» Exercise instructions:
1. According to the biography of Rod Donald, in what month and year did he join the Green Party?
2. Take the biography of Rod Donald further from the point at which it stops.

=== Text for analysis ===

Rodney David Donald (10 October 1957 – 6 November 2005) was a New Zealand politician who co-led the Green Party of Aotearoa New Zealand, along with Jeanette Fitzsimons.

He lived in Christchurch with his partner Nicola Shirlaw, and their three daughters.

Early political career
Donald held Values Party membership from 1974 to 1979 and then Labour Party membership from 1982 to 1988. On becoming national spokesperson of the impartial Electoral Reform Coalition from 1989 to 1993 he had to resign his party membership. After the success of the MMP referendum at the 1993 election he joined the Green Party in February 1994. After he became co-leader of the Greens in 1995, voters first elected him to Parliament in the 1996 election as an Alliance list MP.

The Green Party left the Alliance to stand alone in the 1999 election. He entered the 1999 parliament as number two on the Greens' party list. He retained his list seat in the 2002 and 2005 elections.

=== Information given ===

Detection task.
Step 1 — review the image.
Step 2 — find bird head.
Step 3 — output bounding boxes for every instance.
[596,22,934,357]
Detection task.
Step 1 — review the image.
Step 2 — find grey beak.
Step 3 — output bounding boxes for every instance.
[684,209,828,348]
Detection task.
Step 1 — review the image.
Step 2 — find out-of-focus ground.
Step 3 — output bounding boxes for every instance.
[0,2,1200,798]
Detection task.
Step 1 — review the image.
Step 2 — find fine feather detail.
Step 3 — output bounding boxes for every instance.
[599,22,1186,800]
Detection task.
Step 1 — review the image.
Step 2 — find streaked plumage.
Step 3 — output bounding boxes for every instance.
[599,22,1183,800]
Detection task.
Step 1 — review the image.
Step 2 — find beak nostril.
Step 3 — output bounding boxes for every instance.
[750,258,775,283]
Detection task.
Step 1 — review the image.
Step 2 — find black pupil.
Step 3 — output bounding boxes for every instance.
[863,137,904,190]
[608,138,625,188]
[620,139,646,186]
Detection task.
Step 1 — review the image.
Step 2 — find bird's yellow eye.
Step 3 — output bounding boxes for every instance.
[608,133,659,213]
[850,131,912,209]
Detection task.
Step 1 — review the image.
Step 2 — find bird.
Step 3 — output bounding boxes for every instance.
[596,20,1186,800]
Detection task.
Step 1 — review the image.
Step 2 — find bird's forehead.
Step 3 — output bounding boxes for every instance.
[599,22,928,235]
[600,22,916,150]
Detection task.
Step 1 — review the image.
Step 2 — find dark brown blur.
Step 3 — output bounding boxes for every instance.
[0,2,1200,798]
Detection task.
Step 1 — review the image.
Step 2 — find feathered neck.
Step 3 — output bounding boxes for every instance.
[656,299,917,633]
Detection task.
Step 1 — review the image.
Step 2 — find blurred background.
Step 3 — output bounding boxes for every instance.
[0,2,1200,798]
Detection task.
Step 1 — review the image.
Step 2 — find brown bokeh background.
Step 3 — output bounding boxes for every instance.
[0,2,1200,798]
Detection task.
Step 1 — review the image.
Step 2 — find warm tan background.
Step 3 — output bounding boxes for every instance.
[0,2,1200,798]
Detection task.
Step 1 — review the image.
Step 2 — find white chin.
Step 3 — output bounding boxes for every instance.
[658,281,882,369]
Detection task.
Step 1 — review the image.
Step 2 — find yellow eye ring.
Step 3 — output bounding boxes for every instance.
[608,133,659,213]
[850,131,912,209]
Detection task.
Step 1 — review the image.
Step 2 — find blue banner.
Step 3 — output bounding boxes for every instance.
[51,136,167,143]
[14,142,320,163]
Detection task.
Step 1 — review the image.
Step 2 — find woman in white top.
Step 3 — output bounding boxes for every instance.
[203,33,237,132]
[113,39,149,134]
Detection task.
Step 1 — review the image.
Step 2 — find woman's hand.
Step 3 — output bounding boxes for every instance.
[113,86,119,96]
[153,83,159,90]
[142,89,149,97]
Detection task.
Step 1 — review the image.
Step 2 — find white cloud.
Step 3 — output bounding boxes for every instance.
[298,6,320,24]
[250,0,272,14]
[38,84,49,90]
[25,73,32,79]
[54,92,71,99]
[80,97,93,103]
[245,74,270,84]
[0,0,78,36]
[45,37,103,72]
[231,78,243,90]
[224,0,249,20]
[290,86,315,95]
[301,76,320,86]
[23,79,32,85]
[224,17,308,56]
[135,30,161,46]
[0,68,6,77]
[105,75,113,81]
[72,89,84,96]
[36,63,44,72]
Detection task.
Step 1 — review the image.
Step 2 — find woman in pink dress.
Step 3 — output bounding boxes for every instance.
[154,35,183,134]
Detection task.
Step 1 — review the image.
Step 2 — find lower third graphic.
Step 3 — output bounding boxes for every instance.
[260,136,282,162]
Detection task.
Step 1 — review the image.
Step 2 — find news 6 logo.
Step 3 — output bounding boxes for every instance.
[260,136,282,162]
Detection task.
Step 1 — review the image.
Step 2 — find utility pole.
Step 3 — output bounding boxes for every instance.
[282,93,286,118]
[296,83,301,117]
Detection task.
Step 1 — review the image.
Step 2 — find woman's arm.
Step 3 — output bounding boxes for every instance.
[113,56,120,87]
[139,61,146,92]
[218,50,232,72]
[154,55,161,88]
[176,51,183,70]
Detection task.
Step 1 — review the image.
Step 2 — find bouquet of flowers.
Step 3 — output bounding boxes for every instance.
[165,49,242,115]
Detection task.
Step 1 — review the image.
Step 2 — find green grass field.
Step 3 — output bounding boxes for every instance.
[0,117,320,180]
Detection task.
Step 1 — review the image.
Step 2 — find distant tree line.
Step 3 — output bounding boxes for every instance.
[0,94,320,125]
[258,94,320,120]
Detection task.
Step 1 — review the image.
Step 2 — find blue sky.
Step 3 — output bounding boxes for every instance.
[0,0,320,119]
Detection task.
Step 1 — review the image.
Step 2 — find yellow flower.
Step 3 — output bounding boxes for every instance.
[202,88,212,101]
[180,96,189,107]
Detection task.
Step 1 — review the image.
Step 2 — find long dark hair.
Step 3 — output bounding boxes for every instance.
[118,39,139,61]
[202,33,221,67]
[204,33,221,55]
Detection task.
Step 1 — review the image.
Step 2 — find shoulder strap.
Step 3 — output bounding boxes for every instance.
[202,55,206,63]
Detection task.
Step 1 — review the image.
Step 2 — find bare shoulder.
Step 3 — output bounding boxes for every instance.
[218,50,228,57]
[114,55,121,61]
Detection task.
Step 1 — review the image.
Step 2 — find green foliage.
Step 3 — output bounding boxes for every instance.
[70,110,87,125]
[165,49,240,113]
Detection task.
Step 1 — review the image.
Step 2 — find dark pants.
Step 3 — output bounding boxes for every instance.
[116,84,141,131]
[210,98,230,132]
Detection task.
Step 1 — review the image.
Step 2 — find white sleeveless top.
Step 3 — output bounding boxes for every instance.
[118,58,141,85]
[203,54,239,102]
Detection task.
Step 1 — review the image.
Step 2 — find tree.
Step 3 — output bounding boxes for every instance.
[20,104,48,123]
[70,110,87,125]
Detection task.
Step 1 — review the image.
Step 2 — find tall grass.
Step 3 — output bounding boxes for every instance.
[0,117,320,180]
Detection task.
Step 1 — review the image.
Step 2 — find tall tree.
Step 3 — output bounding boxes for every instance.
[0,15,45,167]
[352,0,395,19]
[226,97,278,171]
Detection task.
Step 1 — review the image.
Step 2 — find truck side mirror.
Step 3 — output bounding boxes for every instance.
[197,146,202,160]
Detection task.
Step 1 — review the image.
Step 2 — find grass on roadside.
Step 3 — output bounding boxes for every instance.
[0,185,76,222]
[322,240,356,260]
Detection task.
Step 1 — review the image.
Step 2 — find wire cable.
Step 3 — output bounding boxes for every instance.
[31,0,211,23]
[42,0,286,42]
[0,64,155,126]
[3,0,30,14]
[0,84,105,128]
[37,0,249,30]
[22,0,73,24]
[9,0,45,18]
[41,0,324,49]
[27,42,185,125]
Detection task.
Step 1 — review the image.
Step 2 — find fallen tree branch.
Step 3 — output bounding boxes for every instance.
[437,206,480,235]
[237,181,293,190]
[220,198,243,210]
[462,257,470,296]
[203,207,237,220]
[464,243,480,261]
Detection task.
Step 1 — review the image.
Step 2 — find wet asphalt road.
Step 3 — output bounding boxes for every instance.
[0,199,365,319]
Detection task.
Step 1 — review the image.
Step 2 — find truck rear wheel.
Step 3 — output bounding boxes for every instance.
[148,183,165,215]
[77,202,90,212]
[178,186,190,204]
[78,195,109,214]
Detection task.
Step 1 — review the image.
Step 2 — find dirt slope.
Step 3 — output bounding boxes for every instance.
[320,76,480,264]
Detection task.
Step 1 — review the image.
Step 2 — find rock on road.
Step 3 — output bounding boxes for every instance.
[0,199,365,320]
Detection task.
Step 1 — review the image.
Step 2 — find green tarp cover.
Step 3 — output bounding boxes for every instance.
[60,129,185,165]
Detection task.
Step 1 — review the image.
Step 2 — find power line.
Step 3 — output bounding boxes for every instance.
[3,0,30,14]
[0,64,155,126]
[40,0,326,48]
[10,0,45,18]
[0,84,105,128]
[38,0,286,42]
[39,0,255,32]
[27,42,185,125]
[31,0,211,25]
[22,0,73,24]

===

» Your written answers:
1. February 1994.

2.
Member of Parliament

For many years Donald had a special interest in electoral reform in New Zealand. From 1989 to 1993 he served as spokesperson for the Electoral Reform Coalition during the campaign that led to the introduction of mixed-member proportional (MMP) representation. Subsequently, he played a major part in getting legislation passed to allow STV voting in local body elections in New Zealand. Co-leader Jeanette Fitzsimons described MMP as Donald's greatest legacy.

He also served as the Green Party spokesperson on Buy Kiwi Made, commerce, electoral reform, finance and revenue, land information, regional development and small business, superannuation, sustainable economics, state services, statistics, tourism, trade, and waste.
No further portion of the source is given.